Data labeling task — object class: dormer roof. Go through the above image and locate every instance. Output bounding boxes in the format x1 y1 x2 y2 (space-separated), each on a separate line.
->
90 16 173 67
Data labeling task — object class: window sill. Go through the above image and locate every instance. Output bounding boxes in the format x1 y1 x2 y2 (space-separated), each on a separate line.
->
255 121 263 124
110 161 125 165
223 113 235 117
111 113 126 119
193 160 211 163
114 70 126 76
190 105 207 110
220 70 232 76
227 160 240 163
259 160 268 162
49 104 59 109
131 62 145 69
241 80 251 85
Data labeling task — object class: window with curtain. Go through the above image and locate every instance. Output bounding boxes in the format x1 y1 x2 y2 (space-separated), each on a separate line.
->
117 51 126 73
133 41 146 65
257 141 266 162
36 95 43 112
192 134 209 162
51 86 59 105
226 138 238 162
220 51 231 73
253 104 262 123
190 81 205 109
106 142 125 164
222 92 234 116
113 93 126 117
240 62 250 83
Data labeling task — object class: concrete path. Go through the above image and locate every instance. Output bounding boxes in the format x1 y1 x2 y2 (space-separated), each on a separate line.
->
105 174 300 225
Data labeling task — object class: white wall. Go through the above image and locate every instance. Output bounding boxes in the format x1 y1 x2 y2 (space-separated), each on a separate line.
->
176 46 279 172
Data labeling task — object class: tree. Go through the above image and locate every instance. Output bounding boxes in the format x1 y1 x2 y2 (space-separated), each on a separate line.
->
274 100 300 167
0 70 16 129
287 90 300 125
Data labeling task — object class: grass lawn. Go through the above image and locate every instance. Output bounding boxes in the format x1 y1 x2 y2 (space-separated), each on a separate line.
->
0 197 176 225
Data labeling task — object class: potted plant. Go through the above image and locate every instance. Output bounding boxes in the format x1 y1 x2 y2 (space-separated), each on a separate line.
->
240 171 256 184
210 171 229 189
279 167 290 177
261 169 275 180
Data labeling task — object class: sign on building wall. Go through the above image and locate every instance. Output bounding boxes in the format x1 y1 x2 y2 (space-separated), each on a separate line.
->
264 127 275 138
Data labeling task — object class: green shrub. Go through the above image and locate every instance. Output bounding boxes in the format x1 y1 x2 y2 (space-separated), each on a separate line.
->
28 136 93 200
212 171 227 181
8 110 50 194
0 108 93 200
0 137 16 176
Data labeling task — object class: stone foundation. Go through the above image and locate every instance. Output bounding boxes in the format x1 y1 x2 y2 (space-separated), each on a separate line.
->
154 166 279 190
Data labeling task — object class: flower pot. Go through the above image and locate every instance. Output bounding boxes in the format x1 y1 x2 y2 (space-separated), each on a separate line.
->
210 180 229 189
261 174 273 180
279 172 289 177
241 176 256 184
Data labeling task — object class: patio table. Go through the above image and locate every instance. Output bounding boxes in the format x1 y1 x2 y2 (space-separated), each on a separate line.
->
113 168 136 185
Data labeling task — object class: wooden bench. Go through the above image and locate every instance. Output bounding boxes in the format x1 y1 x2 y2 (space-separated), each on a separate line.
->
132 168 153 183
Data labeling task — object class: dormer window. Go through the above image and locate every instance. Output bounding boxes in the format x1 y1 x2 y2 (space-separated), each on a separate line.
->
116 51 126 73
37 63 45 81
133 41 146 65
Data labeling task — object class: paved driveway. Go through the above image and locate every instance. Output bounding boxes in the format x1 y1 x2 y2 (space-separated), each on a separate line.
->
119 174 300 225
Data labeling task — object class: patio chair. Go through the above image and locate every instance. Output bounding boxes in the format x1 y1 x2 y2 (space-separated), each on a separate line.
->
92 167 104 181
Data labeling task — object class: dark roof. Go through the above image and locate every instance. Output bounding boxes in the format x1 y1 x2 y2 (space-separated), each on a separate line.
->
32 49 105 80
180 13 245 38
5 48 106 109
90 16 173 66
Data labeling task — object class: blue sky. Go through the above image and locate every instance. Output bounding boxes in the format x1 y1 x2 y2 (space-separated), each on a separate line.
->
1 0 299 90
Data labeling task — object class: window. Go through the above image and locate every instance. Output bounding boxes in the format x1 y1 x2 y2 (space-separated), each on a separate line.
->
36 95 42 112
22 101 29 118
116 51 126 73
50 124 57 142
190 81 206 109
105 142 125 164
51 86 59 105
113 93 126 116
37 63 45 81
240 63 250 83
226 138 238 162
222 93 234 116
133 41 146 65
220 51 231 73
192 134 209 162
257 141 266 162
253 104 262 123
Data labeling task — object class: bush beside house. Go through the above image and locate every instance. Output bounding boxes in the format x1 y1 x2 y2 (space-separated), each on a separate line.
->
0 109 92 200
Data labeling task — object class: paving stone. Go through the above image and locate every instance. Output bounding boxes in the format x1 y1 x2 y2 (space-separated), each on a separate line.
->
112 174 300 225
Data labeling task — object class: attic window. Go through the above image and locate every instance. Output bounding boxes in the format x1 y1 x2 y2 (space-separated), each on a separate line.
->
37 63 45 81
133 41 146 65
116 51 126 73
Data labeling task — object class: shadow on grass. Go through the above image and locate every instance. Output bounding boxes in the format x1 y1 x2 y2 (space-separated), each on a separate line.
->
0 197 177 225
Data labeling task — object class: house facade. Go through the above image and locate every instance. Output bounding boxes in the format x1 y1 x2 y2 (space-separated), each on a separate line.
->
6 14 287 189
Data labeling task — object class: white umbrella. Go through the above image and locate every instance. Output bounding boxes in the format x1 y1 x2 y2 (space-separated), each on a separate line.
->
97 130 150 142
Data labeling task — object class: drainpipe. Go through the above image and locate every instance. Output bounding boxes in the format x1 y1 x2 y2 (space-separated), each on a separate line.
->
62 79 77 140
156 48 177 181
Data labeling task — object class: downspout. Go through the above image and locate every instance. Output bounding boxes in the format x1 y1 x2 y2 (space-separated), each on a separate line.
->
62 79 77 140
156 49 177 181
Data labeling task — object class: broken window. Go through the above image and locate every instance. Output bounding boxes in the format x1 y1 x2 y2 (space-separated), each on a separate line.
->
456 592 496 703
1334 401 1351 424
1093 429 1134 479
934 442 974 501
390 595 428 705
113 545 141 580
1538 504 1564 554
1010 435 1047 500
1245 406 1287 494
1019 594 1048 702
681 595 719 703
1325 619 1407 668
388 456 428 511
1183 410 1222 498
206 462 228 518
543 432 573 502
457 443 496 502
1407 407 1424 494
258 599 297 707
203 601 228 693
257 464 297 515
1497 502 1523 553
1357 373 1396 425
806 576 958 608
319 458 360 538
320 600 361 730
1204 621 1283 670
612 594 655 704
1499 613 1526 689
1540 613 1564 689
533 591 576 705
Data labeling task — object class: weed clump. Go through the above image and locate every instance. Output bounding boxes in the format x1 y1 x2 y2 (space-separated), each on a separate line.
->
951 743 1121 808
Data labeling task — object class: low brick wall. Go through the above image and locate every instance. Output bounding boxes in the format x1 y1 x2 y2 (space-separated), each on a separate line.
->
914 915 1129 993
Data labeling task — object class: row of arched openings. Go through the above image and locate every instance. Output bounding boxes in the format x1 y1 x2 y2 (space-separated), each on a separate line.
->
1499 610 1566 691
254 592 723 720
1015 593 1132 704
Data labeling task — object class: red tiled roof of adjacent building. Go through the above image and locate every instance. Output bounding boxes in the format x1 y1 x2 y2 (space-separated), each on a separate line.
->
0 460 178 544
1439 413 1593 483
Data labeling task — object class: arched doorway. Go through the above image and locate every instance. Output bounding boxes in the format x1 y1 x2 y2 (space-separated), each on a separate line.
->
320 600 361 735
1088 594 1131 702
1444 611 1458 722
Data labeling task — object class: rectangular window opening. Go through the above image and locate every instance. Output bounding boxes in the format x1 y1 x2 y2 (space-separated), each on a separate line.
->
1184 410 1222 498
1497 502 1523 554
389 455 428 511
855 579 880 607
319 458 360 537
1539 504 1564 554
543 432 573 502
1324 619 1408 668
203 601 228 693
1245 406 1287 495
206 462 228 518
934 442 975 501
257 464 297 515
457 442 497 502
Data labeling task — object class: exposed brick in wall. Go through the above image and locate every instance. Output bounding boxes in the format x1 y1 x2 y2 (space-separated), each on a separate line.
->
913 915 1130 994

────────────────

▸ Work instructions:
Whenever a line above contains "brick", copy that line.

▸ Exercise solution:
Data labeling task — object class: low brick wall. Go through the above image and locate every instance. Output bounding boxes in the format x1 y1 x2 y2 (space-separated), each on a separate line.
Data labeling task — object class: exposed brick in wall. Go through the above image and locate every instance. Output bounding boxes in the format x1 y1 x2 y2 (space-separated), each on a separate line.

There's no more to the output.